(Region labeling records)
— START —

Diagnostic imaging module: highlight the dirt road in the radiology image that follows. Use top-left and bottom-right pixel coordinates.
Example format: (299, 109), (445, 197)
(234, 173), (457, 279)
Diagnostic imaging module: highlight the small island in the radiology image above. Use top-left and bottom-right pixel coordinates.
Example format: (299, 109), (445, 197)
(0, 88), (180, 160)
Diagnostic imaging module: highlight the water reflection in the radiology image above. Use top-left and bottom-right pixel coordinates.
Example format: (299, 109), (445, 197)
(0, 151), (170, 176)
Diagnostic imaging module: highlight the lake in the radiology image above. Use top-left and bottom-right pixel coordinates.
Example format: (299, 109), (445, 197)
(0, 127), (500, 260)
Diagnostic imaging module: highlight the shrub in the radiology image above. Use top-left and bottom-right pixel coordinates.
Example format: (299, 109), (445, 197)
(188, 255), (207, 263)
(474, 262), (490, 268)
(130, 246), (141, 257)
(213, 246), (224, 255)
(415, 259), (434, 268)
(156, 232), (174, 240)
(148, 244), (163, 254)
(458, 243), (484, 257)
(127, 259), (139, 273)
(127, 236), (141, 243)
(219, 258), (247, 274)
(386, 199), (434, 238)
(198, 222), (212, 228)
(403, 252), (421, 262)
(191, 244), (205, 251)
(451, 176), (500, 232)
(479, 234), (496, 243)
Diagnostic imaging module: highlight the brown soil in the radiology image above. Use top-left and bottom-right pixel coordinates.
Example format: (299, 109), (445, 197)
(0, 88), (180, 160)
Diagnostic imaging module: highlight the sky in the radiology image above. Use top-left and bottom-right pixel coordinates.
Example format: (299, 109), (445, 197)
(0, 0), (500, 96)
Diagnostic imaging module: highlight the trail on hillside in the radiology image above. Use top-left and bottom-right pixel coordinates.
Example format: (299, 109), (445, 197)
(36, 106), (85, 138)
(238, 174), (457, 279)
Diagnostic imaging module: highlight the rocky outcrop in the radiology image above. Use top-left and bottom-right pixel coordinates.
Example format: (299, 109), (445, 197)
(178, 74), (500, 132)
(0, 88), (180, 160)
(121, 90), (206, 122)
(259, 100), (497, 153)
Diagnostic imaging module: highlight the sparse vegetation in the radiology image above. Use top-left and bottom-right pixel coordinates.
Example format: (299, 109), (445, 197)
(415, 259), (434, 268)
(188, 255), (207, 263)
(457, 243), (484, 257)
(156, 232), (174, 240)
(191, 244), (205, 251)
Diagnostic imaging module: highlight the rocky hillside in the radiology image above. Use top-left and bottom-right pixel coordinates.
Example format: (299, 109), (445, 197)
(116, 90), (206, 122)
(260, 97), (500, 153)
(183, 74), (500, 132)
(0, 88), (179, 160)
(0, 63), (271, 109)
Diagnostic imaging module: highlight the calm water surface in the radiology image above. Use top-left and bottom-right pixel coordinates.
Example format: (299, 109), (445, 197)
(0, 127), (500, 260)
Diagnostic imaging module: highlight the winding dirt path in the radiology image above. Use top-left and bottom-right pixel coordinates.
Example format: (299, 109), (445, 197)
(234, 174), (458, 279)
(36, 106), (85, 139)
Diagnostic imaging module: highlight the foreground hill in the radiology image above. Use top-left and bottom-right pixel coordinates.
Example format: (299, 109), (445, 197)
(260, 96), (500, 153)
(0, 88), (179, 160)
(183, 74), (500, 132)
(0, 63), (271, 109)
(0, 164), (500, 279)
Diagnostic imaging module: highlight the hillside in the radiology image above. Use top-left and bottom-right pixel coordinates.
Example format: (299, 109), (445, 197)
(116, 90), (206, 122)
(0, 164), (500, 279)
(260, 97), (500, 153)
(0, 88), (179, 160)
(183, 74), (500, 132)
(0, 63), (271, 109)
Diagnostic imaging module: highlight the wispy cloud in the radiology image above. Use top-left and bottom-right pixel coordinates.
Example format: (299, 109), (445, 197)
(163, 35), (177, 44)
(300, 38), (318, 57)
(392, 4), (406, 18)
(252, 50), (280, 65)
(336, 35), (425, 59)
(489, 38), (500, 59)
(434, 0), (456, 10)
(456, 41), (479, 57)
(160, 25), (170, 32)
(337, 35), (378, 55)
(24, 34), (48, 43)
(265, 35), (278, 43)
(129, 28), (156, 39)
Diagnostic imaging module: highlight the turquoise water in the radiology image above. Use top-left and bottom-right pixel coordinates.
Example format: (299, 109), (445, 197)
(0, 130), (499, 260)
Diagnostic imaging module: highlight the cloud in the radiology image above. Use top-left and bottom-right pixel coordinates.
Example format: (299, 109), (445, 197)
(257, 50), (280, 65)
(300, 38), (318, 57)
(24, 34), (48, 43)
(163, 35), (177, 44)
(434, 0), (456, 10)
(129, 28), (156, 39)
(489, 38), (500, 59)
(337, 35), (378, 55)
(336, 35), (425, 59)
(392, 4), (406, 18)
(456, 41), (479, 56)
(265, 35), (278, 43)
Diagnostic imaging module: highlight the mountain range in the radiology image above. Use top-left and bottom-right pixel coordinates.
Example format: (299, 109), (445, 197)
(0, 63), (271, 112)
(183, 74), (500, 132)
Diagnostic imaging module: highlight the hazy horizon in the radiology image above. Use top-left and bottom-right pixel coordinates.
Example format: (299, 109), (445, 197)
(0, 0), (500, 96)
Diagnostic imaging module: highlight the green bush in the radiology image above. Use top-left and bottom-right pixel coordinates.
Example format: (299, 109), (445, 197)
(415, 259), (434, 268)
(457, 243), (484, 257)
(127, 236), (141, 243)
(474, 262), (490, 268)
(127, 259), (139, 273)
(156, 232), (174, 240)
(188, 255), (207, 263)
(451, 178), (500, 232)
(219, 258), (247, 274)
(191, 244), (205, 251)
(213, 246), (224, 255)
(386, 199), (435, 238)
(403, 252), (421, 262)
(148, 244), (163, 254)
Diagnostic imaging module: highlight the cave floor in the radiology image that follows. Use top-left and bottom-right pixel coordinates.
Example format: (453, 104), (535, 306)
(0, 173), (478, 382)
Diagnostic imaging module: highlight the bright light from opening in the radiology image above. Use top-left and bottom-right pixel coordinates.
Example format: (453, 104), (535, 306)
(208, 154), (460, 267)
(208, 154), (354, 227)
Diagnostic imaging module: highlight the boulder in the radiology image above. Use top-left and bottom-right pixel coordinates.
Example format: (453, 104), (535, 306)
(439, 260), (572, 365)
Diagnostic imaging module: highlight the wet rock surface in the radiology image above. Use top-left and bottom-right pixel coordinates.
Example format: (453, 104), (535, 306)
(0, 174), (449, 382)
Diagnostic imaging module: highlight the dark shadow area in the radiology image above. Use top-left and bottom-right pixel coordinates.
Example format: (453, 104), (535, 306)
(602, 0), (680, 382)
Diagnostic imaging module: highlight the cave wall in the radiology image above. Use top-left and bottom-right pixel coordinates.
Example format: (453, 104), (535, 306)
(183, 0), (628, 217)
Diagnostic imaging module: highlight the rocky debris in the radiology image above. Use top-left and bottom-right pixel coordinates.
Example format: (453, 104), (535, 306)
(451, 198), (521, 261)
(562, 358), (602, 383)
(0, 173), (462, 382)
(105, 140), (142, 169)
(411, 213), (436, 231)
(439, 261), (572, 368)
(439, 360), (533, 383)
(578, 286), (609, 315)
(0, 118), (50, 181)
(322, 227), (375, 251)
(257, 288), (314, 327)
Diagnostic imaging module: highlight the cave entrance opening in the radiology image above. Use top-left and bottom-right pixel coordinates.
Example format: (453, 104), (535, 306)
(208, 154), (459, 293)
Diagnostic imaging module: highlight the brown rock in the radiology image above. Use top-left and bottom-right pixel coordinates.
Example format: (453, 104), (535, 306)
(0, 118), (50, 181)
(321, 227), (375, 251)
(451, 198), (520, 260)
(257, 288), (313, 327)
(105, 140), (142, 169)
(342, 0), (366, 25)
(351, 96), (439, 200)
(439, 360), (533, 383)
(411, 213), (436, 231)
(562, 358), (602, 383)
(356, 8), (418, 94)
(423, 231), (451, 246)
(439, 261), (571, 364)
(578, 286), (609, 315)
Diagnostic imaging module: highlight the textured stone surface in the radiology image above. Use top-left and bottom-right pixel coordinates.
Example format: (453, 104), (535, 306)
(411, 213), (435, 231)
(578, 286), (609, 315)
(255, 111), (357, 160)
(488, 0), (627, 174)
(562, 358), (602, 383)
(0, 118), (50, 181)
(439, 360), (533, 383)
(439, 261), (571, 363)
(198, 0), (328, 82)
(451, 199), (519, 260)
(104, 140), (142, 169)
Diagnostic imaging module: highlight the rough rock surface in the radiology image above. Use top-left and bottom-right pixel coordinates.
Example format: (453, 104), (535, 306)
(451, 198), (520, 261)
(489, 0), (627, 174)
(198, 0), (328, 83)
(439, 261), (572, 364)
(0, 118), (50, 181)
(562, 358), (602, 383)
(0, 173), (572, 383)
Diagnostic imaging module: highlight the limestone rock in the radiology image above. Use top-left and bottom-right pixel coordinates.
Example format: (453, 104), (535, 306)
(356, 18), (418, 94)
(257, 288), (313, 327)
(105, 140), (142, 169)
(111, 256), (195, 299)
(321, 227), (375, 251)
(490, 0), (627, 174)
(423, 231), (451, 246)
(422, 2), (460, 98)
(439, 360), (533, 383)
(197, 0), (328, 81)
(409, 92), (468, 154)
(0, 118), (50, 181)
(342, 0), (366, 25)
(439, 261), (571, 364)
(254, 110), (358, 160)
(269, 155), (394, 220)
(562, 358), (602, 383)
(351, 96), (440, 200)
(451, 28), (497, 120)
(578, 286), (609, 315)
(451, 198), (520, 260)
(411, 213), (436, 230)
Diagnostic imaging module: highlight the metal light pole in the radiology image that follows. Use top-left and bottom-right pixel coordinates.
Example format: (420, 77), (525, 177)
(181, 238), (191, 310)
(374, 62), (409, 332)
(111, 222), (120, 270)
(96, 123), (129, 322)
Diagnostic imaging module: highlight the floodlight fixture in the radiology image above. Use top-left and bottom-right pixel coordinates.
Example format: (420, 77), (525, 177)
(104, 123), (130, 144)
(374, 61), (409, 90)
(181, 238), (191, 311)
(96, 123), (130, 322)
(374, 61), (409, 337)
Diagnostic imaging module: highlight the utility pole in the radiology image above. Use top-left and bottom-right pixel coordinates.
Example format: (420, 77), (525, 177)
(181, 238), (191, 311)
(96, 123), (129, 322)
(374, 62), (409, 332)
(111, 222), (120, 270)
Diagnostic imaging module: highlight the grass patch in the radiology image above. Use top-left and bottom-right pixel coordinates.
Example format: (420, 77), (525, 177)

— END —

= Brief =
Which lines in the records contain the string "pole", with matching case? Locate each one and copy it out.

= Worked solution =
Diagnostic imaging module: highlight the metal light pole in the radiology image that follows. Use top-left and bottom-right pixel coordinates.
Diagnostic imaging module: highlight the utility pole in the radiology image above. Use top-left and bottom-right pixel coordinates.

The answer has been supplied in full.